[Start]

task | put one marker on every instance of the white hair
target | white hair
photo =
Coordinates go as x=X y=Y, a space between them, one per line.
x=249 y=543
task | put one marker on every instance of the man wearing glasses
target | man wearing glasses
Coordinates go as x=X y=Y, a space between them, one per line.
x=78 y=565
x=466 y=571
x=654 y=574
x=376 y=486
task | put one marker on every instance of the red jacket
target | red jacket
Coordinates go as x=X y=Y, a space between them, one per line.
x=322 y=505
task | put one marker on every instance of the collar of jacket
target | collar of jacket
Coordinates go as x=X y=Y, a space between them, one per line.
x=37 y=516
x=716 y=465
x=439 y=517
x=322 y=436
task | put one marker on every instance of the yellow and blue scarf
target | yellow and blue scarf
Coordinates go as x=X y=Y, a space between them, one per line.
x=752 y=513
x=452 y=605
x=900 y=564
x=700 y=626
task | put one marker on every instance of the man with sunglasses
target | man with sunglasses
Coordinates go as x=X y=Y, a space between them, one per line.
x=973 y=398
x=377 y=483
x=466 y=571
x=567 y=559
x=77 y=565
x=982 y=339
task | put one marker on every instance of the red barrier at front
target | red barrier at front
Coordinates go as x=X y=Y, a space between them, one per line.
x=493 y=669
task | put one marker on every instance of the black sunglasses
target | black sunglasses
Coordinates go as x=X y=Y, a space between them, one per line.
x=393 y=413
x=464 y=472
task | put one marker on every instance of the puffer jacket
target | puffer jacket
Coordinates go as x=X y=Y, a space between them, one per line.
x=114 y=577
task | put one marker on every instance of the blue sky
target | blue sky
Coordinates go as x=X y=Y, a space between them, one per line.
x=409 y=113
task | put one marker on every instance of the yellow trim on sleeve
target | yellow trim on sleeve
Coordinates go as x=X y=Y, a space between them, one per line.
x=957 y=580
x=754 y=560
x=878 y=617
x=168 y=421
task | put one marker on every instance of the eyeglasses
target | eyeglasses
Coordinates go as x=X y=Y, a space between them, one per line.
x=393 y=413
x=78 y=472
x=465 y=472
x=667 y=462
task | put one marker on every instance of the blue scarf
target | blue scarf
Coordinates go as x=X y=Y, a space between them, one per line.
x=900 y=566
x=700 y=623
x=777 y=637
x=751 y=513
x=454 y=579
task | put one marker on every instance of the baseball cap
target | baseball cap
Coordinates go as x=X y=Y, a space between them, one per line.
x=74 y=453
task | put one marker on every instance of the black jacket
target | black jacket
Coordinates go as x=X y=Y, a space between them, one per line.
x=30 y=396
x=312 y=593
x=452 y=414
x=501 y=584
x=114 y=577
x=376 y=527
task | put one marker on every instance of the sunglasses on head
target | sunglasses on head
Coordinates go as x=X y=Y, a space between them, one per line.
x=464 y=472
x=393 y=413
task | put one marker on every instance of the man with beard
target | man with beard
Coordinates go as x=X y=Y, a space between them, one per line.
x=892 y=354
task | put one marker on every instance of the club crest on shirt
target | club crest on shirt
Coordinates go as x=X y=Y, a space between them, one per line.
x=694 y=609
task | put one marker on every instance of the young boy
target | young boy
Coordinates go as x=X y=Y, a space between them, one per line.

[End]

■ **AIM OF THE TASK**
Write every entry out again exactly.

■ **SOLUTION**
task | put one marker on every instance of the white hair
target | white hair
photo =
Coordinates go as x=X y=Y, a space between them, one per line.
x=249 y=543
task | put one marker on every instance of the man wearing glasses
target | man wearing glasses
Coordinates go as x=X y=Y, a space between them, one per line.
x=78 y=565
x=466 y=571
x=654 y=574
x=376 y=486
task | put one marker on every instance of the red jacket
target | red jacket
Coordinates go as x=X y=Y, a space between them, one per line.
x=322 y=505
task | put one marker on every instance of the collar of jacket
target | collar of jacket
Coordinates go as x=X y=Y, a space between them, one per line.
x=37 y=516
x=716 y=465
x=439 y=517
x=322 y=436
task | put one marker on every instance of the yellow and blue scarf
target | yellow and blue scarf
Coordinates go as x=X y=Y, a space between them, one per line.
x=752 y=513
x=452 y=605
x=900 y=564
x=700 y=626
task | put one marker on every instance of the man with sunglasses
target | man with sunglasses
Coordinates go as x=X y=Y, a space between them, one per line.
x=973 y=398
x=377 y=483
x=466 y=571
x=567 y=559
x=77 y=565
x=982 y=339
task | put one marker on every instance of the red barrier at front
target | red barrier at front
Coordinates go as x=X y=Y, a space between them, one per line.
x=493 y=669
task | put one marker on every instance of the black sunglasses
target | black sunglasses
Coordinates go as x=X y=Y, a space between them, one per line.
x=393 y=413
x=464 y=472
task | put one marker on every instance of the puffer jacket
target | puffer jacket
Coordinates go as x=X y=Y, a space between them, one per line.
x=114 y=577
task | put one marker on every instance of the blue sky
target | blue sky
Coordinates go as x=X y=Y, a space between them, one per line.
x=409 y=113
task | put one marker on every instance of the yellow trim on sleeve
target | yellow trim on sleeve
Coordinates go as x=X y=Y, a space between them, one per line.
x=957 y=580
x=754 y=560
x=878 y=617
x=168 y=421
task | put one marker on every instance of the eyeglasses
target | eyeglasses
Coordinates go as x=X y=Y, a space between them, one per line.
x=393 y=413
x=78 y=472
x=465 y=472
x=667 y=462
task | put one marker on every instance of the blue scarf
target | blue scarf
Coordinates go as x=X y=Y, a space between them, one per line.
x=900 y=566
x=700 y=623
x=777 y=637
x=751 y=513
x=454 y=579
task | put one marker on every instance of the baseball cap
target | baseball cap
Coordinates go as x=X y=Y, a space between them, one per line.
x=74 y=453
task | put one marker on every instance of the black jacket
target | black jacket
Coordinates go as x=X y=Y, a space between them, one per line.
x=30 y=396
x=312 y=593
x=452 y=414
x=501 y=584
x=114 y=577
x=376 y=527
task | put one marker on every instance of the sunglasses on head
target | sunglasses on head
Coordinates go as x=X y=Y, a space between them, one per line.
x=464 y=472
x=393 y=413
task | put one marker on every instance of the man with beard
target | man with beard
Coordinates go as x=X y=Y, a space between them, one per line.
x=892 y=354
task | put one marker on every instance of the club crest on shirt
target | club crest on shirt
Coordinates go as x=X y=Y, a space between them, one per line.
x=694 y=609
task | put one marker on every instance of the young boy
target | young boy
Coordinates go as x=X y=Y, a space between them, one per line.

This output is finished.